> RECORDED INFORMATION
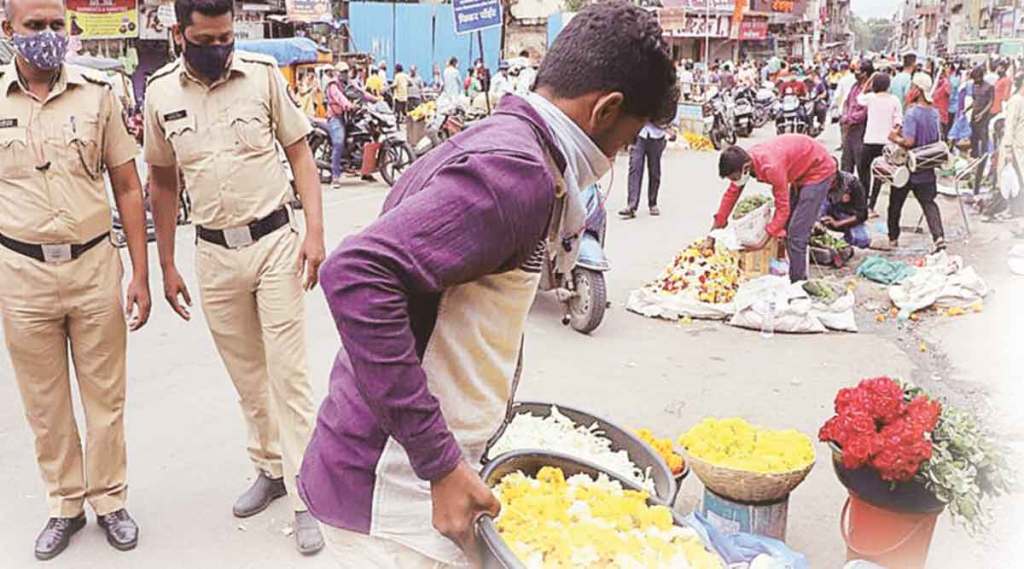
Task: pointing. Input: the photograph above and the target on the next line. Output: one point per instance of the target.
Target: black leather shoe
(56, 535)
(122, 531)
(258, 497)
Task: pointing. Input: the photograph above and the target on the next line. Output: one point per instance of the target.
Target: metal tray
(495, 553)
(642, 454)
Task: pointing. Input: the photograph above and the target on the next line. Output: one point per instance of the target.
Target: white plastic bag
(839, 315)
(1010, 184)
(650, 303)
(752, 228)
(793, 306)
(943, 281)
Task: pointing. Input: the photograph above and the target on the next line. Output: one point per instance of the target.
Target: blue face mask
(44, 50)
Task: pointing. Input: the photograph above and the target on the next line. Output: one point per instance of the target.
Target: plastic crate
(758, 263)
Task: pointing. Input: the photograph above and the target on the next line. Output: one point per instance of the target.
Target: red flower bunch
(875, 426)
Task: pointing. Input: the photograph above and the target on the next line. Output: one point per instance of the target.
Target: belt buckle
(59, 253)
(237, 237)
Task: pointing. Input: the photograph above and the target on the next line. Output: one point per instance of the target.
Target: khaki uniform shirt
(222, 137)
(52, 156)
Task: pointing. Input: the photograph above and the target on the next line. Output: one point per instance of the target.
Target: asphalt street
(185, 433)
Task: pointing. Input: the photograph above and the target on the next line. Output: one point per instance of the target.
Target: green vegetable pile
(968, 466)
(820, 290)
(749, 204)
(827, 239)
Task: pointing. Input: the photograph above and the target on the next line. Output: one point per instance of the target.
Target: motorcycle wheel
(730, 137)
(716, 140)
(322, 156)
(396, 157)
(587, 307)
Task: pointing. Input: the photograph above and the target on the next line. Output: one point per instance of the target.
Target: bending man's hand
(459, 499)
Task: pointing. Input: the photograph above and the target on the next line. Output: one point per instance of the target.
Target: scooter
(764, 104)
(743, 112)
(583, 292)
(718, 121)
(790, 119)
(373, 128)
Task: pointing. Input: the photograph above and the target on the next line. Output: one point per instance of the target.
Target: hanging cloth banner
(308, 10)
(102, 19)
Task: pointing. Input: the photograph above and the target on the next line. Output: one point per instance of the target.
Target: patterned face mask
(44, 50)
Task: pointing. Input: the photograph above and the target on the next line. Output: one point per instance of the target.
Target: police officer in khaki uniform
(216, 115)
(60, 127)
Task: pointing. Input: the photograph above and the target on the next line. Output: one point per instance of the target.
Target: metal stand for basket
(961, 176)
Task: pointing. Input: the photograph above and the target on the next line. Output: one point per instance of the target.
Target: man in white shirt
(843, 88)
(501, 85)
(648, 146)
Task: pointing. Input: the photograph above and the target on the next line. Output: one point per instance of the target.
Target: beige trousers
(252, 298)
(48, 308)
(356, 551)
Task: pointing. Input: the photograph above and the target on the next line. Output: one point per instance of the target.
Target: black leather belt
(51, 253)
(237, 237)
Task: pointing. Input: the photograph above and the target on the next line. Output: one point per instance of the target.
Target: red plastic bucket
(893, 539)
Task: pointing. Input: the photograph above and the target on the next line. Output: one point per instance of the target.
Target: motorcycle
(791, 117)
(764, 104)
(743, 112)
(583, 291)
(719, 124)
(373, 129)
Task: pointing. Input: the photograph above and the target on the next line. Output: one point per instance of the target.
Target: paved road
(185, 433)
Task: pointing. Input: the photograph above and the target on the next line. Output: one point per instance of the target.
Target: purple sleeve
(482, 214)
(910, 126)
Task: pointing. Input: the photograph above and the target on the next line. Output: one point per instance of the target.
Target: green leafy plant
(968, 466)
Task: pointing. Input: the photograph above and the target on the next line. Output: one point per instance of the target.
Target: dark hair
(732, 160)
(183, 9)
(866, 67)
(880, 83)
(614, 46)
(978, 74)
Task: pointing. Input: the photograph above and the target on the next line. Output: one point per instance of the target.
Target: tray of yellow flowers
(747, 463)
(561, 512)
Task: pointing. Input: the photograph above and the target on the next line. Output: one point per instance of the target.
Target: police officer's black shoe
(122, 531)
(258, 497)
(56, 535)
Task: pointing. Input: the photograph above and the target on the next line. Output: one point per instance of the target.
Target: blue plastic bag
(742, 548)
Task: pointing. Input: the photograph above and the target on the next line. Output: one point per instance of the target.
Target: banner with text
(308, 10)
(102, 19)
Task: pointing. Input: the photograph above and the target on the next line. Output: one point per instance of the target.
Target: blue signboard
(473, 15)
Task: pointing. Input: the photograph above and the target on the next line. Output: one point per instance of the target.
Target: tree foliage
(872, 34)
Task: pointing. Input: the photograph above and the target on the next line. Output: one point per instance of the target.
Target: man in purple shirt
(431, 299)
(854, 121)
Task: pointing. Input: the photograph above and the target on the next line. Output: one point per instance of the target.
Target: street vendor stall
(295, 56)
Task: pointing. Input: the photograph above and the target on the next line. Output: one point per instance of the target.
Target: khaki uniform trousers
(46, 309)
(253, 302)
(357, 551)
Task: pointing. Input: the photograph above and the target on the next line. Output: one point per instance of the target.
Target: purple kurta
(475, 207)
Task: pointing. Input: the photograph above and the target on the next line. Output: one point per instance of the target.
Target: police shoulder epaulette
(256, 58)
(93, 76)
(164, 71)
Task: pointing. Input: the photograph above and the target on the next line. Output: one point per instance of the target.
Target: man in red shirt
(790, 161)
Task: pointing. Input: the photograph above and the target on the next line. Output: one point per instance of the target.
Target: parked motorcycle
(764, 104)
(719, 125)
(791, 117)
(372, 128)
(584, 292)
(743, 112)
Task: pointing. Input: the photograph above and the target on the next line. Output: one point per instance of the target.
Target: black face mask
(208, 60)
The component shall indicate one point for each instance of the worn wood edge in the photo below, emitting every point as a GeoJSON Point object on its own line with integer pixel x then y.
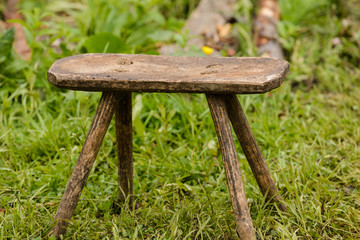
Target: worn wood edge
{"type": "Point", "coordinates": [67, 81]}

> TASK INSTRUCTIONS
Each record above, in full: return it exactly, pictures excluded.

> RESULT
Task: pointing. Input: the photograph above and the target on the next line. Output: one point per instance of the target.
Target: black leather shoe
(56, 535)
(122, 531)
(258, 497)
Task: pointing. Input: the photograph above and the target on the next line. Output: one point per instance of the target.
Target: metal tray
(495, 553)
(642, 454)
Task: pointing. Input: the photograph above and the target on the next line. Output: one point per instance of the target.
Target: white plastic bag
(839, 315)
(1010, 184)
(650, 303)
(752, 228)
(793, 306)
(943, 281)
Task: pointing. Input: the photograph above and the target on the next line. Output: one point per instance of the target.
Target: blue face mask
(44, 50)
Task: pointing. Input: the photograph above and the target on the next line. Output: one point per instance of the target.
Target: plastic crate
(758, 263)
Task: pointing. Input: the photograph above and the target on the next line. Output: one point per instance of the target.
Target: red flower bunch
(875, 426)
Task: pointing. Input: the photograph above and the target on the next line. Output: one point per instance of the target.
Target: belt buckle
(59, 253)
(237, 237)
Task: pointing. Input: the photograph above and the target on the next line. Output: one point per instance of the target.
Target: khaki uniform shirt
(222, 137)
(52, 156)
Task: pointing. Input: the photograph above and the target on the next line. Output: one point per instance of the target.
Target: asphalt street
(185, 433)
Task: pointing. Input: the photograph above and the target on the next line. Output: one point per instance of the target.
Target: green vegetable pile
(968, 466)
(820, 290)
(749, 204)
(827, 239)
Task: pointing. Input: the photograph above and the target on the next line. Output: one point per instance of the target.
Target: motorcycle wheel
(730, 137)
(716, 140)
(322, 156)
(396, 157)
(587, 307)
Task: pointing. Input: the photograph above and the target on the next line. Output: one point per instance of the target.
Target: bending man's hand
(459, 499)
Task: pointing. Input: the photograph above and the target on the next line. Output: one point per instance of the target.
Target: scooter
(764, 104)
(743, 112)
(583, 292)
(718, 121)
(790, 119)
(373, 128)
Task: pointing. Input: the photograph above and the target on the next line. Output: one point per instance of the target.
Target: hanging cloth banner
(308, 10)
(102, 19)
Task: pointing. Input: the photograph above and the target on the next line. Output: one point per instance of the target.
Target: patterned face mask
(44, 50)
Task: pointing. Input: the photograph above and the target on the next line. Output: one point per instance of the target.
Target: police officer in khaki uniform
(216, 115)
(60, 127)
Task: pointing. Input: the photograph above and the target on the next line. Output: one point per instance of the target.
Target: metal stand for basket
(961, 176)
Task: pointing. Input: the photograph above and the target on the next line. Output: one point per instance of the target.
Target: man in white shirt
(843, 88)
(501, 85)
(648, 146)
Task: pointing. Input: the photograph above and the target on the next line. Output: one point per instance of the target.
Target: beige trousers
(252, 298)
(48, 308)
(356, 551)
Task: pointing. Input: the photograph above and the target on the next line. Output: one point per instance of the target.
Target: black leather belt
(51, 253)
(237, 237)
Task: pointing. Input: the photograph above and the target on the next line. Output: one point per instance of the target.
Target: red plastic bucket
(893, 539)
Task: pointing. Input: the photograph above and the target on the next line. Output: one point per instance of the target.
Target: motorcycle
(791, 117)
(764, 104)
(743, 112)
(583, 291)
(719, 124)
(373, 129)
Task: pointing. Input: the photograph above and the target on the next line. Output: one point per instance of the target.
Target: paved road
(185, 433)
Task: pointing. Input: the photograph above and the target on the next line. Output: one point per instance of the target.
Target: purple sleeve
(482, 214)
(910, 126)
Task: pointing. Input: the photograph above and the target on the next line. Output: one point per instance of the target.
Target: green leafy plant
(968, 466)
Task: pointing. Input: the photograph above and the target on the next line. Output: one point per instance of the target.
Target: dark hair
(732, 160)
(183, 9)
(866, 67)
(880, 83)
(614, 46)
(978, 74)
Task: pointing. Input: the photograph above and the target on the next line. Output: one point per instance of the target.
Target: tray of yellow flowers
(747, 463)
(561, 512)
Task: pointing. Input: the photograph above and the target on the next line. Output: one point per instance of the target.
Target: police officer's black shoe
(122, 531)
(258, 497)
(56, 535)
Task: pointing. Input: the photograph above and the target on the next line. Output: one point per instance of the target.
Target: blue plastic bag
(742, 548)
Task: pointing. Input: the photograph above and the target on the next line. Output: one point per instance of the target.
Target: banner with text
(308, 10)
(102, 19)
Task: pointing. Input: the photograph above and the target on the next line. Output: one point per instance of the target.
Target: blue signboard
(473, 15)
Task: pointing. Input: the photograph above and the target on the next line. Output: one point per instance of the target.
Target: tree foliage
(872, 34)
Task: pointing. Input: the photograph above and the target on the next line. Output: one point per instance of the target.
Target: man in purple shirt
(431, 299)
(854, 121)
Task: pointing. Input: the photograph above and the target on the next line. Output: one point per instance of the target.
Target: street vendor stall
(295, 56)
Task: pointing. Input: the photograph above and the target on the next line. Output: one point per instance of the target.
Target: khaki uniform trousers
(46, 309)
(253, 302)
(357, 551)
Task: pointing. Input: the photograph above and the target on the next line. Output: one point per instance of the target.
Target: purple kurta
(475, 207)
Task: pointing. Input: the photograph above and the target on the next line. Output: one point per instance of the target.
Target: police shoulder epaulette
(256, 58)
(93, 76)
(164, 71)
Task: pointing. Input: the photograph above and the target on the next line. Output: one point per instance of the target.
Target: man in red shirt
(790, 161)
Task: pointing. Input: the photograph above and the target on the next line. Output: one point per instance of the target.
Target: parked motorcycle
(764, 104)
(719, 125)
(791, 117)
(372, 128)
(584, 292)
(743, 112)
Task: pointing. Input: the photograph above and the target on the next line. Output: one point per instance of the target.
Target: black face mask
(208, 60)
The component shall indicate one point for each instance of the worn wood edge in the photo below, emitting every point as a GeoJSON Point object on its own line with integer pixel x then y.
Target: worn wood edge
{"type": "Point", "coordinates": [67, 81]}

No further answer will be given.